begin EXTRACTED ENTRIES
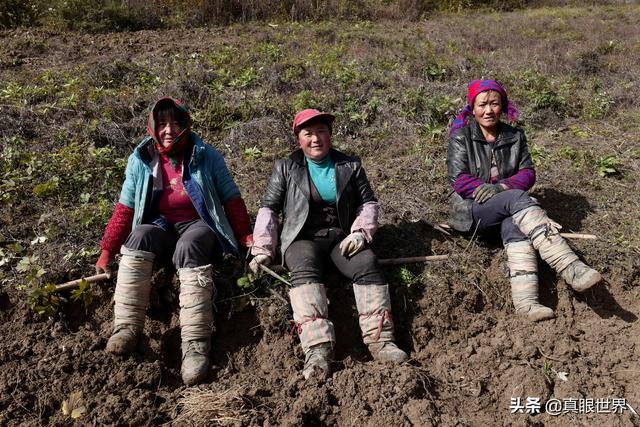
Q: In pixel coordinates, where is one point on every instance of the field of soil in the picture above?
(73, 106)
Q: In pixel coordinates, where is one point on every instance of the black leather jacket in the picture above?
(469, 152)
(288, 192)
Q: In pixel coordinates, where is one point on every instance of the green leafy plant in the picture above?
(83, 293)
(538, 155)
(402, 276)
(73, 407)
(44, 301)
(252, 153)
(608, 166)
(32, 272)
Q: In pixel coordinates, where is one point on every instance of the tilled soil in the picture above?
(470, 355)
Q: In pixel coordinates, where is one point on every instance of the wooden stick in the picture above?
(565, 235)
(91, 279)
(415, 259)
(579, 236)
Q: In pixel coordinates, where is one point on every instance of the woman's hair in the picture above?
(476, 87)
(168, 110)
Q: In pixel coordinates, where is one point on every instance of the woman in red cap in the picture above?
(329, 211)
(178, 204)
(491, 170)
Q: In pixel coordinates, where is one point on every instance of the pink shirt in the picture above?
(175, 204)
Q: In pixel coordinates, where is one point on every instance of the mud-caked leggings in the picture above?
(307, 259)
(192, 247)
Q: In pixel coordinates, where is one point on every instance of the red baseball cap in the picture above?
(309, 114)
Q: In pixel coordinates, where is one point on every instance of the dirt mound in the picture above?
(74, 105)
end EXTRACTED ENTRIES
» WHAT YOU WILL DO:
Copy out all of the rows above word for word, leaving out the pictures.

» RESULT FOR THIS EXERCISE:
Q: In pixel coordinates, where is one point on every instance of the field of soil in the picture above?
(73, 106)
Q: In pixel coordinates, where is one point on every instance of the black leather jacket in the picture above?
(469, 152)
(288, 192)
Q: In pixel coordinates, where is one point on every instance of the green leafy plant in the picture above?
(83, 293)
(538, 155)
(402, 276)
(73, 407)
(44, 301)
(252, 153)
(608, 166)
(32, 272)
Q: In pixel coordinates, where is one point on every instance of the tilled soil in the picture above?
(470, 355)
Q: In pixel coordinates, where is one point on every instance of the wooden stick in the picture above?
(565, 235)
(91, 279)
(415, 259)
(579, 236)
Q: In pixel coordinates, where is one point on every instance of the woman's hair in the picture above?
(476, 87)
(168, 110)
Q: In pixel coordinates, where is one point on every instance of the woman in red cap in the picture above?
(329, 211)
(178, 204)
(491, 170)
Q: In pixel coordinates, where is one point on every instance of the pink shirt in the picture above?
(175, 204)
Q: In pixel coordinates, where is one point on every instance of the mud-caked leggings in the picture above?
(307, 259)
(192, 247)
Q: In pixel coordinates, where is one point on every instance of the red baseball cap in the picture above?
(309, 114)
Q: In pixel coordinates, where is one point on every instance of the dirt mound in the picture above?
(74, 105)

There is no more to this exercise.